Exercise description:
Carry on the spelling-correction assignment text below from the point where it stops, starting after its list of optional additions.
Selected passage start
# Context-sensitive Spelling Correction

The goal of the assignment is to implement context-sensitive spelling correction. The input of the code will be a set of text lines and the output will be the same lines with spelling mistakes fixed.

Submit the solution of the assignment to Moodle as a link to your GitHub repository containing this notebook.

Useful links:
- [Norvig's solution](https://norvig.com/spell-correct.html)
- [Norvig's dataset](https://norvig.com/big.txt)
- [Ngrams data](https://www.ngrams.info/download_coca.asp)

Grading:
- 60 points - Implement spelling correction
- 20 points - Justify your decisions
- 20 points - Evaluate on a test set


## Implement context-sensitive spelling correction

Your task is to implement context-sensitive spelling corrector using N-gram language model. The idea is to compute conditional probabilities of possible correction options. For example, the phrase "dking sport" should be fixed as "doing sport" not "dying sport", while "dking species" -- as "dying species".

The best way to start is to analyze [Norvig's solution](https://norvig.com/spell-correct.html) and [N-gram Language Models](https://web.stanford.edu/~jurafsky/slp3/3.pdf).

You may also want to implement:
- spell-checking for a concrete language - Russian, Tatar, etc. - any one you know, such that the solution accounts for language specifics,
- some recent (or not very recent) paper on this topic,
- solution which takes into account keyboard layout and associated misspellings,
- efficiency improvement to make the solution faster,
- any other idea of yours to improve the Norvig’s solution.
Selected passage end
Material provided start
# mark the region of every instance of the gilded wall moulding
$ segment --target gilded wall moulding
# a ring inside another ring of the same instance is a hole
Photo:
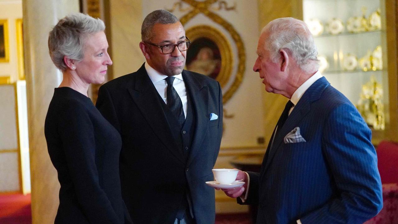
Material provided end
Expected answer:
IMPORTANT:  
Your project should not be a mere code copy-paste from somewhere. You must provide:
- Your implementation
- Analysis of why the implemented approach is suggested
- Improvements of the original approach that you have chosen to implement

In [88]:
def open_data_grams(path):
    "Load English txt"
    data = open(path).read()
    rows = data.split('\n')
    grams = {}
    for row in rows:
        key = " ".join([word for word in row.split('\t')[1:]])
        v = int(row.split('\t')[0])
        grams[key] = v
    return grams

BI_GRAMS = open_data_grams('datasets/bigrams.txt')
FIVE_GRAMS = open_data_grams('datasets/fivegrams.txt')

## Norvig's solution

In [101]:
class NorvigSpellChecker():
    def __init__(self, letters:str) -> None:
        self.letters = letters
        pass

    def add_grams(self, grams:dict):  
        "Append a dictionary of GRAMS with their frequencies"  
        self.GRAMS = grams
        self.n_grams = len(list(self.GRAMS.keys())[0].split(' '))

    def P(self, gram:str): 
        "Probability of `gram`."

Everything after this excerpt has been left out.